Extracted material>
☆ ☆ ☆ ☆ ☆ ☆ ☆
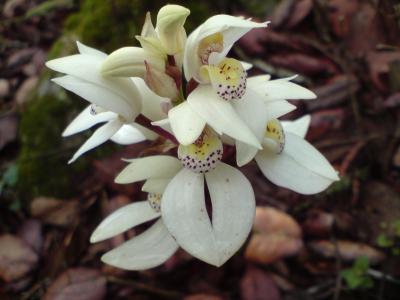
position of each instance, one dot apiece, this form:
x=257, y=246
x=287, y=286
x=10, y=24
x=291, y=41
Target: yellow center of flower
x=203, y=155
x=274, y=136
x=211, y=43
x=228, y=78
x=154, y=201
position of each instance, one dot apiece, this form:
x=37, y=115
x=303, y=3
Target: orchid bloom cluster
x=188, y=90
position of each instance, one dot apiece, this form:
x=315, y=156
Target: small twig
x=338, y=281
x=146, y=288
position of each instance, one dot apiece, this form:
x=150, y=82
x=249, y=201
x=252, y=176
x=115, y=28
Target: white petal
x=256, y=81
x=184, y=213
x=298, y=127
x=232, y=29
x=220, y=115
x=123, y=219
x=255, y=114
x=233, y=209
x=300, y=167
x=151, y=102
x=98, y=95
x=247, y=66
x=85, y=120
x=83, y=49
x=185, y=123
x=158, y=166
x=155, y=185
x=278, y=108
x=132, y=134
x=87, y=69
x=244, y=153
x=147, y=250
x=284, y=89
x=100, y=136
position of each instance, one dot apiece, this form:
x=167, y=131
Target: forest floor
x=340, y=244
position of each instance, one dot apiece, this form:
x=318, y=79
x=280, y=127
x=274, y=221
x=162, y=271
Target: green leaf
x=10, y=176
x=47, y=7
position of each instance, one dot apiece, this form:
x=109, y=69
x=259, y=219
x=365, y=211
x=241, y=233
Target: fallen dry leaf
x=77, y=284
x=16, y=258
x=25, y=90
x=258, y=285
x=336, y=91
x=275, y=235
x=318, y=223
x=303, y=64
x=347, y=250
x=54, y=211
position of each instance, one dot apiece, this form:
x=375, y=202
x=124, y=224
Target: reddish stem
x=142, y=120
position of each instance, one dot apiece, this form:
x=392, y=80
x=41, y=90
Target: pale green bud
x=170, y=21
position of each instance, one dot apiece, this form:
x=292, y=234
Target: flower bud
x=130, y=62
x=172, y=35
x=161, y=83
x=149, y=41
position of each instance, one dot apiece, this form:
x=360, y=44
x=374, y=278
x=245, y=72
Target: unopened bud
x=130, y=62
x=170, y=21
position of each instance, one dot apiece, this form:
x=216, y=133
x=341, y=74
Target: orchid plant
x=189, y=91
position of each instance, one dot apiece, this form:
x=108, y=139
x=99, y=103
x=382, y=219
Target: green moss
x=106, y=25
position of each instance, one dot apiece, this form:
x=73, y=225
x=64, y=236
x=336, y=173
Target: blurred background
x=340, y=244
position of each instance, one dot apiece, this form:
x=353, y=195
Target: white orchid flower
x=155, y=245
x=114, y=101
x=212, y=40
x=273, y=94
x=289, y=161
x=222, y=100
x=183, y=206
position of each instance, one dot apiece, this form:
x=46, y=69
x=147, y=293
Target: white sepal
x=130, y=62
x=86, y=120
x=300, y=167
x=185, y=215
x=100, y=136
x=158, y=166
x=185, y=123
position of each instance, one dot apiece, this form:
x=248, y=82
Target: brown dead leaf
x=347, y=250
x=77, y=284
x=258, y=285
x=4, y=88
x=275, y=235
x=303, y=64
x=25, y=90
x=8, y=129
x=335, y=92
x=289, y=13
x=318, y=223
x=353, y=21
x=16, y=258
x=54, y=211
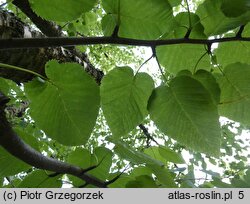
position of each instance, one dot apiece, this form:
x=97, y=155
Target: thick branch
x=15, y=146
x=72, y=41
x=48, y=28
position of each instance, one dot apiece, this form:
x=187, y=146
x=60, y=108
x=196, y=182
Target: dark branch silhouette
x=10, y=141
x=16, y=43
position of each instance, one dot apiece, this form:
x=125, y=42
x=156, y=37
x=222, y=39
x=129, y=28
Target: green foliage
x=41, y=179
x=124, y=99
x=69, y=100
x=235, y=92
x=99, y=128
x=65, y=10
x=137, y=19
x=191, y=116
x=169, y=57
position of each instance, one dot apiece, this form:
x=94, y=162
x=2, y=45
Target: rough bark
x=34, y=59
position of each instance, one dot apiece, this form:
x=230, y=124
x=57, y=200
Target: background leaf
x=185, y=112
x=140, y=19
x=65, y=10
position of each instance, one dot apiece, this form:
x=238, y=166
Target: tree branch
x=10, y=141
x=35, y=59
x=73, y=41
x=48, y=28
☆ ☆ ☆ ☆ ☆ ☆ ☆
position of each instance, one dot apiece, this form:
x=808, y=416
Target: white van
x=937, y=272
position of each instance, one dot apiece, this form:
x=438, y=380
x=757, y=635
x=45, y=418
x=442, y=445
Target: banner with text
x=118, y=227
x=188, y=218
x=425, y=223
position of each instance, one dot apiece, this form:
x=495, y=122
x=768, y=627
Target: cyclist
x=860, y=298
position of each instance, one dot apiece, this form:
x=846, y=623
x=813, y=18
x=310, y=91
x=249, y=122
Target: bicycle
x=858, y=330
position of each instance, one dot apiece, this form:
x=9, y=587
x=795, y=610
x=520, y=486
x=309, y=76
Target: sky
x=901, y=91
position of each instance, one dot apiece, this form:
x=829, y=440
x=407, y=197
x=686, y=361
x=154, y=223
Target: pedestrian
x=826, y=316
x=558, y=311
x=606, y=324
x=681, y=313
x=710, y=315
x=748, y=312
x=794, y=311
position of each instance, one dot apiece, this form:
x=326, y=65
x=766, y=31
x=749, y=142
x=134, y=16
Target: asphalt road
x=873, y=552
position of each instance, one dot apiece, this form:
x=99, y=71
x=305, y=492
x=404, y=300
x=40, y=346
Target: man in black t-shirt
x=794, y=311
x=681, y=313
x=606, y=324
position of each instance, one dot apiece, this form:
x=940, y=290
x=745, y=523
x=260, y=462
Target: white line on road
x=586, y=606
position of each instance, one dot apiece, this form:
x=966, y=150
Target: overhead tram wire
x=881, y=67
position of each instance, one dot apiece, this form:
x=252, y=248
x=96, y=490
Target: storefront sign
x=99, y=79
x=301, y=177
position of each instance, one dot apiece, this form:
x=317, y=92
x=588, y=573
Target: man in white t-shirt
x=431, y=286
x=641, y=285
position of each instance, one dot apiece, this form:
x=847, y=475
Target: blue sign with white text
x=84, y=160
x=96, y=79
☆ ☆ ☆ ☆ ☆ ☆ ☆
Try it> Above are records; repeat only the lines from the line with "x=248, y=82" through the line with "x=60, y=108", and leave pictures out.

Finished task>
x=248, y=82
Target: brown dead leaf
x=347, y=250
x=77, y=284
x=258, y=285
x=4, y=88
x=275, y=235
x=303, y=64
x=25, y=90
x=8, y=129
x=335, y=92
x=289, y=13
x=318, y=223
x=353, y=21
x=16, y=258
x=54, y=211
position of each instance, one dot apiece, this form:
x=97, y=155
Target: thick branch
x=15, y=146
x=72, y=41
x=48, y=28
position of each instance, one dot apiece, this form:
x=187, y=146
x=60, y=108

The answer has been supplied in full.